| WHAT IS ASKED |
In the mailing-list excerpt, what is Enlightened VMCS described as an extension to?

| TEXT PASSAGE |
Igor Mammedov <imammedo@redhat.com> writes:

> On Tue, 23 Feb 2021 19:08:42 +0100
> Vitaly Kuznetsov <vkuznets@redhat.com> wrote:
>
>> Igor Mammedov <imammedo@redhat.com> writes:
>> 
>> > On Tue, 23 Feb 2021 16:46:50 +0100
>> > Vitaly Kuznetsov <vkuznets@redhat.com> wrote:
>> >  
>> >> Igor Mammedov <imammedo@redhat.com> writes:
>> >>   
>> >> > On Mon, 22 Feb 2021 11:20:34 +0100
>> >> > Vitaly Kuznetsov <vkuznets@redhat.com> wrote:
>> >> >    
>> >> >> Vitaly Kuznetsov <vkuznets@redhat.com> writes:
>> >> >>     
>> >> >> > Igor Mammedov <imammedo@redhat.com> writes:
>> >> >> >      
>> >> >> >>> 
>> >> >> >>> We need to distinguish because that would be sane.
>> >> >> >>> 
>> >> >> >>> Enlightened VMCS is an extension to VMX, it can't be used without
>> >> >> >>> it. Genuine Hyper-V doesn't have a knob for enabling and disabling it,      
>> >> >> >> ...

| STORED DATA |
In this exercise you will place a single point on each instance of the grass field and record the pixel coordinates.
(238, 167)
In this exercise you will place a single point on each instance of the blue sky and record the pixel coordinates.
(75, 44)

| SOLVED EXERCISE |
VMX